Pour les auteurs, il pourrait s’agir des corps des 2 disparus.

Cet appel est toutefois curieux. Le CTF 311 et le QG des sous-marins à Northwood ont des moyens de communiquer directement avec le Dolfjin. Pourquoi appeler les gardes-côtes alors que l’un et l’autre pourraient obtenir confirmation de cette information directement en appelant le Dolfjin ?

D’autre part, comme l’indiquent les auteurs, à ce moment des recherches, de nombreux bateaux se trouvent sur place à peu de distance les uns des autres. L’Eridan aurait même essayé de s’en approcher. Dans ces circonstances, comment le Dolfjin aurait-il pu récupérer 2 personnes sans qu’aucun des bateaux qui l’entourent ne s’en aperçoivent ?

 Les questions posées par le député anglais

Les auteurs ont dénoncé avec force et à de nombreuses reprises dans leur livre les erreurs commises par les experts et par les gendarmes en transcrivant des bandes ou en recopiant des documents.

# Matériel présenté:
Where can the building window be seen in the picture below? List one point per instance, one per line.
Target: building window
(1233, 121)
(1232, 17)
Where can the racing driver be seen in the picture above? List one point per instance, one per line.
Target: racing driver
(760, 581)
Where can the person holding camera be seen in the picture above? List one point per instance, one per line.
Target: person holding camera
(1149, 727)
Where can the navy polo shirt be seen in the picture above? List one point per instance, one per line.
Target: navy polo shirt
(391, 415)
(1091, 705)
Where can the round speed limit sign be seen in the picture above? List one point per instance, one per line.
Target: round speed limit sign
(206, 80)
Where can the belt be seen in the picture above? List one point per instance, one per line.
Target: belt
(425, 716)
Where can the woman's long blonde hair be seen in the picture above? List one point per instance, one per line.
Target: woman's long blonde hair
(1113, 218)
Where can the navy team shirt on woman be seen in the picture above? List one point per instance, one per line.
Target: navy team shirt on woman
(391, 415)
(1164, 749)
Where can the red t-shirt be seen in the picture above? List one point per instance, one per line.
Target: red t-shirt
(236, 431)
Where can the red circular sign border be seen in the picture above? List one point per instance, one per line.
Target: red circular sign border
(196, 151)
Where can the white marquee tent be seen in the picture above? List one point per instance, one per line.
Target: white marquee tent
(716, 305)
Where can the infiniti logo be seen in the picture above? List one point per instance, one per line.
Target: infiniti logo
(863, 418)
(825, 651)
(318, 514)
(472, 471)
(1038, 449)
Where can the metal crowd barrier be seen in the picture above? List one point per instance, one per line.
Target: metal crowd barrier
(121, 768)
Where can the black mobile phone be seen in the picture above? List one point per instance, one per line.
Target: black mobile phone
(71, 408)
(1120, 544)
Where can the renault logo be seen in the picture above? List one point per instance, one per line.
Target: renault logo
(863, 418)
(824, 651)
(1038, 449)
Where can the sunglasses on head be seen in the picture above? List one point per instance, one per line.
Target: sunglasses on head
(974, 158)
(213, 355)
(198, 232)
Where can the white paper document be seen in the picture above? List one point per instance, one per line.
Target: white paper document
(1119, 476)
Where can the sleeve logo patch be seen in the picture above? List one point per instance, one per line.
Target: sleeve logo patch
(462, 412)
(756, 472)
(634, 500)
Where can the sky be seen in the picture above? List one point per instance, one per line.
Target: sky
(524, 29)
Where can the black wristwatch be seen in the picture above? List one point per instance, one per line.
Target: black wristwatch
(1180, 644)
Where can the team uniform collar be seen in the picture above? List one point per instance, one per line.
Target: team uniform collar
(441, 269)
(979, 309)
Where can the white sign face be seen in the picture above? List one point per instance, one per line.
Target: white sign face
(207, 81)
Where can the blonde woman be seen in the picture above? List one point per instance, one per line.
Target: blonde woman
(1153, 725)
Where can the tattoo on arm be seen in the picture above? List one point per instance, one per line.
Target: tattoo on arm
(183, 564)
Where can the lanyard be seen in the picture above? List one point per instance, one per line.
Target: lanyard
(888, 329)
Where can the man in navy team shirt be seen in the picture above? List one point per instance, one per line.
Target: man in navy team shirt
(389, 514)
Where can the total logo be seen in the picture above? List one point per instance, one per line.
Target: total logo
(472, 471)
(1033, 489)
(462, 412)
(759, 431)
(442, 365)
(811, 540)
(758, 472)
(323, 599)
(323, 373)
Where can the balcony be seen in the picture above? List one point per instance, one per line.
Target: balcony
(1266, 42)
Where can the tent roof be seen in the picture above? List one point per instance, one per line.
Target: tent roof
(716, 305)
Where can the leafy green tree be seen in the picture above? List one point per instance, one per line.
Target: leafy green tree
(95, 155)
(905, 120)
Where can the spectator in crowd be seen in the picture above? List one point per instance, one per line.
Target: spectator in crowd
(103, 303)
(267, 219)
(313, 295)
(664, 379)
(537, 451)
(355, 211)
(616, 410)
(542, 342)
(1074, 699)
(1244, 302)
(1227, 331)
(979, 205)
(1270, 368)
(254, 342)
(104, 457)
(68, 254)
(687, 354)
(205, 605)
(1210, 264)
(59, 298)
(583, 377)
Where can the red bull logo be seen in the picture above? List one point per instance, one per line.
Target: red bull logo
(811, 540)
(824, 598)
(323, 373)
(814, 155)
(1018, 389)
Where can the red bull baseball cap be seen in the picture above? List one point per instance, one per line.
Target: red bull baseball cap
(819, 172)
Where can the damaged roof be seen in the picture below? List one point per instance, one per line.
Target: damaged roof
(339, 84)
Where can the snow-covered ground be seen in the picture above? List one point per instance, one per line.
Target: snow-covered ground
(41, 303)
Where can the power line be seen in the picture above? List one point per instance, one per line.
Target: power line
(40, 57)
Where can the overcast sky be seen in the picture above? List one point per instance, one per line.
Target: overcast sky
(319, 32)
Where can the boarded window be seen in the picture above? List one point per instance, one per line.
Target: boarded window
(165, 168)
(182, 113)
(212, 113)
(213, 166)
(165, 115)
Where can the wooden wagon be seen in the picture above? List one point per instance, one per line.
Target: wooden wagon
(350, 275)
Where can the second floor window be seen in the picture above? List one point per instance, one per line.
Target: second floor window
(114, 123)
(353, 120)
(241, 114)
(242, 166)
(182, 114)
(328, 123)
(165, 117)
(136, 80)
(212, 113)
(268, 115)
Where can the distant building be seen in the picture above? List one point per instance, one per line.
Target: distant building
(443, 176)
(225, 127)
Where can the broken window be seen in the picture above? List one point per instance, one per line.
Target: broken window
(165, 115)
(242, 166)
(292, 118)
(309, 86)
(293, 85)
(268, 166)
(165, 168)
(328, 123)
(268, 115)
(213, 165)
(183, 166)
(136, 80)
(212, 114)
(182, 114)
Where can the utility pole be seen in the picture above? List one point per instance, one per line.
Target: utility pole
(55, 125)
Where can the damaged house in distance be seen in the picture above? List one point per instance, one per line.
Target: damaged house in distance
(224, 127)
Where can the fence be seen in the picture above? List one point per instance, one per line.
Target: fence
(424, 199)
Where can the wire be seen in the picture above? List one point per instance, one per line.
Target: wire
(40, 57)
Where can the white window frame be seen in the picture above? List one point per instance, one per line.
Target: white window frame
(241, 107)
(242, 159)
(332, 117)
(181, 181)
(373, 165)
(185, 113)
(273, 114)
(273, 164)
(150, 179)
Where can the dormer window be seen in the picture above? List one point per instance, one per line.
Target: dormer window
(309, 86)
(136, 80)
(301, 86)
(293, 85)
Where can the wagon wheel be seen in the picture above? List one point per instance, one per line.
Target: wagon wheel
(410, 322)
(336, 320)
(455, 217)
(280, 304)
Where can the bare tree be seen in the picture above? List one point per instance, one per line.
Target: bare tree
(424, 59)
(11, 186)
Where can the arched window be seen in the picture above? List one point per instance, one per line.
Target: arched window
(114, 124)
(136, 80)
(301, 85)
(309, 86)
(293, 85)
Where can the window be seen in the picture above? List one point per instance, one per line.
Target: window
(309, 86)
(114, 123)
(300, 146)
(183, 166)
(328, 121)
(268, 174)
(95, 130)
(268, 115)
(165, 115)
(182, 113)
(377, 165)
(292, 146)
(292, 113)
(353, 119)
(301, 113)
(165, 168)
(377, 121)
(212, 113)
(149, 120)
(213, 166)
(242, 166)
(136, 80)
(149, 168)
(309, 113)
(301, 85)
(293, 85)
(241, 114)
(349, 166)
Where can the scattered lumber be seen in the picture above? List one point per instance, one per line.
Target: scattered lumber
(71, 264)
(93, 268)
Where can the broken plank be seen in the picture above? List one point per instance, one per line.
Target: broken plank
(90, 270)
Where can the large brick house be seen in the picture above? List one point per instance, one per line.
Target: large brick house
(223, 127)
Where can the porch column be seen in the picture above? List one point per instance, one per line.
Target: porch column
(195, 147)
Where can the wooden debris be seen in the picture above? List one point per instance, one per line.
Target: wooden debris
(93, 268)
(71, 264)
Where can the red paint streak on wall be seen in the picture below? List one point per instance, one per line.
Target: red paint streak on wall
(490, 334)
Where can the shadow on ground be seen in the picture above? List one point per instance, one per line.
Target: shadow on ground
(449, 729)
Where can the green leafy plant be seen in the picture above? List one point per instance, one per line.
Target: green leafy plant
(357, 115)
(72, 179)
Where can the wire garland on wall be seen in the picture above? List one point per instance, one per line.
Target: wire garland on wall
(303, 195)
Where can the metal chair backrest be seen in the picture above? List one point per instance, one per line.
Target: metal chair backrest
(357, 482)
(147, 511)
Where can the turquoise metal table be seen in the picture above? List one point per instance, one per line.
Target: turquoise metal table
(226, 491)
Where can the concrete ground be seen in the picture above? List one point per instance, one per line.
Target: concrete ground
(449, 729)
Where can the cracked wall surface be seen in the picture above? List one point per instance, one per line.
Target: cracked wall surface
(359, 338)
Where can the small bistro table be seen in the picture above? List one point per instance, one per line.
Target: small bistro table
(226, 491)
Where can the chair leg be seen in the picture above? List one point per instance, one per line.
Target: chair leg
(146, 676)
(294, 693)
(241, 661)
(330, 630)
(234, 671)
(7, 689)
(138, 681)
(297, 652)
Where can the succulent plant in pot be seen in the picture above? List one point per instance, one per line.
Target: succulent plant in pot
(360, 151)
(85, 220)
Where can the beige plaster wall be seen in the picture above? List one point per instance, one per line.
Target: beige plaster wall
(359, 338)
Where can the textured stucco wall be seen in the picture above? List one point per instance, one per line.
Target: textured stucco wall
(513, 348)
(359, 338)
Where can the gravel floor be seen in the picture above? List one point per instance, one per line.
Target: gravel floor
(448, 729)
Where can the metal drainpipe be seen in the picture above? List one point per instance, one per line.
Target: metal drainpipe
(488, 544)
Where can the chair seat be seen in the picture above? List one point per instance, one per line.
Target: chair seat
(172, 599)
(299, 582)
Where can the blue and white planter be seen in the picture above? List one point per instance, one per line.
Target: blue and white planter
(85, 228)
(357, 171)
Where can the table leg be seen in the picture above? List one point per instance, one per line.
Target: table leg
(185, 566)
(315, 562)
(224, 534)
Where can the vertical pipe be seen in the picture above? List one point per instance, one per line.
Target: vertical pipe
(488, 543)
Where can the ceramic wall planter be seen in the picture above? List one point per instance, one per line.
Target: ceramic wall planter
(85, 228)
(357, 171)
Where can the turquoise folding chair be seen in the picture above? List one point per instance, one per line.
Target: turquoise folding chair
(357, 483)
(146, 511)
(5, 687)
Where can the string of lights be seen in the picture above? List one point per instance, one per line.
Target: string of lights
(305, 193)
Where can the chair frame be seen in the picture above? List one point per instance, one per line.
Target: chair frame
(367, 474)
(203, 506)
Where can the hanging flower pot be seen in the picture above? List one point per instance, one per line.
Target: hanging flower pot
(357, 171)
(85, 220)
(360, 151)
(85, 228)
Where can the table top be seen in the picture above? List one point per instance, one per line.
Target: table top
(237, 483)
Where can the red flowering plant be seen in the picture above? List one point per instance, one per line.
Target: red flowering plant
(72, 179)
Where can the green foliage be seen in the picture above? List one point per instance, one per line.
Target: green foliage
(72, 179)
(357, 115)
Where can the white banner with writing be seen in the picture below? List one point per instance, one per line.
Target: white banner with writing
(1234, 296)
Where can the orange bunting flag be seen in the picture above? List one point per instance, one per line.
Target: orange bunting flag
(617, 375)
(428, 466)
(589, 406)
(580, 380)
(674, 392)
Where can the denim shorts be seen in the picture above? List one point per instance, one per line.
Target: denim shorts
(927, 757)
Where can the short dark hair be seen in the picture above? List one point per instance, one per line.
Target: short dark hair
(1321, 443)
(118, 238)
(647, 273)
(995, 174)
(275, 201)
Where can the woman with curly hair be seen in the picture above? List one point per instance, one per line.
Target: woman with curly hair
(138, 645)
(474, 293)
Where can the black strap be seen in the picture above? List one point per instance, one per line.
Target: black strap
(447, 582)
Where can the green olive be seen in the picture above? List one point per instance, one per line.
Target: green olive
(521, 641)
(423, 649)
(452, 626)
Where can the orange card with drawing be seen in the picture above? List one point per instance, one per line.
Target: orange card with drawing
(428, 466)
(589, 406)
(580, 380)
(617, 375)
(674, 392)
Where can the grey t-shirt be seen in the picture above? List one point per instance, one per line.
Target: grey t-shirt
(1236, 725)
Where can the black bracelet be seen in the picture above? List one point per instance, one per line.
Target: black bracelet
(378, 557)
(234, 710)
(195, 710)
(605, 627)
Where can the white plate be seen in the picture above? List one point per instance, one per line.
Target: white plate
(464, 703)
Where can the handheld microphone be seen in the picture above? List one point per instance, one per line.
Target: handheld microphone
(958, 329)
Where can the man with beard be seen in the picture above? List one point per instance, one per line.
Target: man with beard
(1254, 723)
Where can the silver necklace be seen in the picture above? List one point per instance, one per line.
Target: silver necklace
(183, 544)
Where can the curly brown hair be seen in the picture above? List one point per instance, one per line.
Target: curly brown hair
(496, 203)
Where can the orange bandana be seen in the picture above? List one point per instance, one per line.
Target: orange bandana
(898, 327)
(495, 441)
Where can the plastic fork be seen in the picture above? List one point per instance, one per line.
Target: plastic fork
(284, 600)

# Série d'exercices:
[1] Répondez à ces questions sur l'extrait consacré au Dolfjin :
(a) Selon les auteurs, de quoi pourrait-il s'agir ?
(b) Quelles deux entités peuvent communiquer directement avec le Dolfjin ?
(c) De quelles erreurs les auteurs accusent-ils les experts et les gendarmes dans leur livre ?
[2] Prolongez l'extrait sur le Dolfjin et les recherches à partir de sa dernière phrase.
Les enregistrements n'ont aucun rôle ici.

# Les résultats:
[1]
(a) Des corps des deux disparus.
(b) Le CTF 311 et le QG des sous-marins à Northwood.
(c) Des erreurs commises en transcrivant des bandes ou en recopiant des documents.

[2]
Et pourtant, eux mêmes vont commettre la même erreur en reproduisant l’échange de questions et de réponses entre le député Andrew George et le ministère de la défense. Les questions et les réponses sont adaptées (seule une partie de la 1ère question est reproduite en étant modifiée, la réponse indiquée ne correspondant à la partie reproduite de la question), mal traduites (sailed traduit par “naviguer” au lieu d’“appareiller”), tronquées (la partie importante sur les avertissements d’exercices sous-marins n’est pas reproduite) [1].

 La théorie des auteurs

Pour terminer leur livre, les 2 auteurs nous proposent leur théorie. Ils prennent bien soin de préciser qu’il s’agit d’une fiction. Mais ils nuancent aussitôt en disant que c’est pour eux le plus vraisemblable.

Outre les points déjà vus auparavant (le Turbulent à quai, la vitesse du Dolfjin qui ne lui permettait pas d’être sur les lieux, ...), je voudrai démontrer ici l’impossibilité physique du scénario écrit par les auteurs.

Pour eux, 2 sous-marins naviguent à grande vitesse par petit fond et à faible distance l’un de l’autre.

Les sous-marins, en plongée, sont aveugles. La localisation de ce qui se trouve autour d’eux, même avec des sonars perfectionnés, est aléatoire et difficile. Par conséquent, pour éviter toute collision entre 2 sous-marins, des zones d’exercice sont définies à chacun. Il ne peut y avoir qu’un seul sous-marin par zone d’exercice (qui mesure plusieurs dizaines de kilomètres carrée). Ce type de schéma fonctionne parfaitement lorsqu’un navire de surface et un sous-marin sont opposés.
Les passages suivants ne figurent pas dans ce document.